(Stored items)
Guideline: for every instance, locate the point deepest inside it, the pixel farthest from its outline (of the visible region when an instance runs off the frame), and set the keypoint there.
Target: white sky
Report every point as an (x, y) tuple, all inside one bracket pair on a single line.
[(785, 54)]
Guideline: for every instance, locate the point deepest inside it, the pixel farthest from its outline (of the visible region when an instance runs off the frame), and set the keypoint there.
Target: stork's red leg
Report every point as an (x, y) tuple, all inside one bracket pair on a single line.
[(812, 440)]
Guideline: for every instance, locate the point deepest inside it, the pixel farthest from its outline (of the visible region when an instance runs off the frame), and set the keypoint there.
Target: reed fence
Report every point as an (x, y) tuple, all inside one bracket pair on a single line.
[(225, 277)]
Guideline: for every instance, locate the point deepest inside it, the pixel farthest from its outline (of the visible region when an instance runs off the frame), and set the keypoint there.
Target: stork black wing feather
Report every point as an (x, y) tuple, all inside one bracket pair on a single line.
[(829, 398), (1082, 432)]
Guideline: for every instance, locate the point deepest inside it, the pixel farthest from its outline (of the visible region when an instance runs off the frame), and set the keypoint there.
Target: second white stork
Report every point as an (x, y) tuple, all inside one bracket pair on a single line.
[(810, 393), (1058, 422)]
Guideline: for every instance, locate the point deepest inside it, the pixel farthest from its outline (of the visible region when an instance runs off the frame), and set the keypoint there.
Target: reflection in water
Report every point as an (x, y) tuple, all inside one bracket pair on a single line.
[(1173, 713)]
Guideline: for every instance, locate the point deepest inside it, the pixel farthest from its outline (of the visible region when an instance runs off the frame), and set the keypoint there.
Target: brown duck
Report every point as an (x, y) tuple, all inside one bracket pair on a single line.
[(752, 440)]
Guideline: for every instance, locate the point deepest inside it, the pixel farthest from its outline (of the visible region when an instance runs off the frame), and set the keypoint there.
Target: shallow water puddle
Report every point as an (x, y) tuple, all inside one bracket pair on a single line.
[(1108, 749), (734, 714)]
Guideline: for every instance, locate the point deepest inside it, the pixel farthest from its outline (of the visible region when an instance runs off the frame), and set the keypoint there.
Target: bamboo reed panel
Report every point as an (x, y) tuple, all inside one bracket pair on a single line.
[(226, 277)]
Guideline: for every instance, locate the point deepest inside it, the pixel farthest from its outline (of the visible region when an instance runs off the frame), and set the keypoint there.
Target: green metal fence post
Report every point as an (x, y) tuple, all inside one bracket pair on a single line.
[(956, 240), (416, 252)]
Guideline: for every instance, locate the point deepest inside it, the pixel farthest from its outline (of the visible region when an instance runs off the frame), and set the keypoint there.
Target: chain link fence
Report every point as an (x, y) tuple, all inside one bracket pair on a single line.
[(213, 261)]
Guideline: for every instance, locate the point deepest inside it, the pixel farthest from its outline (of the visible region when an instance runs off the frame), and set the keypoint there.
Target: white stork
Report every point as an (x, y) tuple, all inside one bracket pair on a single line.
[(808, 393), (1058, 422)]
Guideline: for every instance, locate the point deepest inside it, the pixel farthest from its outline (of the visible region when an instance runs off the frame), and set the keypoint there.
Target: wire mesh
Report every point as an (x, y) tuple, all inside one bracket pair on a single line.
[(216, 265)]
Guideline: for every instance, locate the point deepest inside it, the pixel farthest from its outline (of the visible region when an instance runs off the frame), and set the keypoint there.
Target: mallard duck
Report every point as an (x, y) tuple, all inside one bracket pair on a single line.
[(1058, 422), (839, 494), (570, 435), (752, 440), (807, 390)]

What is expected. Format all of the data above as a JSON list of strings, one string per line, leaving out any blank lines.

Result for this exercise.
[
  "Guideline: for every instance, locate the point deepest inside it, the pixel farthest from its outline (of the visible region when an instance runs off the frame), and set the keypoint there.",
  "Target: white sky",
  "Report every point as an (x, y) tuple, all inside one bracket pair on a single line.",
  "[(785, 54)]",
  "Guideline: for every instance, locate the point deepest inside it, the pixel farthest from its outline (of the visible region when an instance runs off the frame), and set the keypoint there.",
  "Target: stork's red leg",
  "Report every point as an (x, y) tuple, all inside one bracket pair on a single line.",
  "[(812, 440)]",
  "Guideline: for every instance, locate the point deepest inside it, the pixel farthest from its outline (of the visible region when an instance runs off the frame), and set the keypoint there.",
  "Target: reed fence",
  "Report every point as an (x, y) tuple, all inside one bracket pair on a single line.",
  "[(225, 277)]",
  "Guideline: for every instance, locate the point deepest inside it, the pixel farthest from its outline (of the visible region when an instance runs off the frame), and set the keypoint there.",
  "Target: stork black wing feather",
  "Report every point as an (x, y) tuple, all inside one bracket pair on a single line.",
  "[(829, 398), (1082, 432)]",
  "Guideline: for every instance, locate the point deepest inside it, the pixel farthest from its outline (of the visible region when an instance runs off the frame), and set the keypoint there.",
  "Target: second white stork",
  "Report every point as an (x, y) tuple, all inside one bracket pair on a single line.",
  "[(810, 393), (1058, 422)]",
  "Guideline: for every instance, locate the point deepest inside it, the pixel farthest from its outline (of the visible region when an instance runs off the frame), and set the keypoint there.",
  "Target: reflection in water",
  "Report every point as an (x, y) tuple, all inside one bracket pair on a single line.",
  "[(1173, 713)]",
  "Guideline: for every instance, locate the point deepest inside it, the pixel farthest from its outline (of the visible region when an instance runs off the frame), and set the keypoint there.",
  "Target: brown duck",
  "Report every point as an (x, y) tuple, all inside one bracket pair on a single line.",
  "[(752, 440)]",
  "Guideline: for every instance, locate the point deepest inside it, the pixel farthest from its outline (of the visible region when an instance runs off the frame), and set the keypoint there.",
  "Target: shallow water puddle",
  "Report every point as an (x, y) tuple, all inside one bracket pair on a single line.",
  "[(1108, 749), (734, 714)]",
  "Guideline: for every instance, locate the point deepest inside it, the pixel farthest from its outline (of the visible region when an instance runs off the frame), and set the keypoint there.",
  "Target: bamboo reed panel",
  "Report every point as an (x, y) tuple, all inside one bracket pair on a single line.",
  "[(226, 277)]",
  "Guideline: for every instance, locate the point deepest inside it, the pixel farthest from its outline (of the visible region when an instance runs off the frame), and set the keypoint there.",
  "Target: green metal fence post",
  "Report every point as an (x, y) tuple, all inside one bracket pair on a single line.",
  "[(956, 240), (416, 252)]",
  "Guideline: for every instance, locate the point deepest inside it, the pixel farthest from its outline (of the visible region when an instance runs off the frame), and set the keypoint there.",
  "Target: chain link fence",
  "Report every point as an (x, y) tuple, all inside one bracket pair on a single line.",
  "[(213, 261)]",
  "Guideline: for every instance, locate the point deepest inside it, the pixel farthest from its outline (of the visible region when an instance runs off the frame), and set the keypoint there.",
  "Target: white stork",
  "Report every point as an (x, y) tuple, all inside one bracket pair on a single line.",
  "[(808, 393), (1058, 422)]",
  "Guideline: for every instance, locate the point deepest inside it, the pixel farthest from its outline (of the visible region when an instance runs off the frame), and set the keypoint there.",
  "Target: wire mesh",
  "Report every point as an (x, y) tuple, all inside one bracket pair on a single line.",
  "[(216, 265)]",
  "Guideline: for every instance, locate the point deepest inside it, the pixel farthest from its outline (of the visible region when an instance runs off the frame), and set the keypoint there.",
  "Target: mallard duck",
  "Report every point as an (x, y) tuple, all inside one bracket pair on a single line.",
  "[(1058, 422), (839, 494), (570, 435), (752, 440), (807, 390)]"
]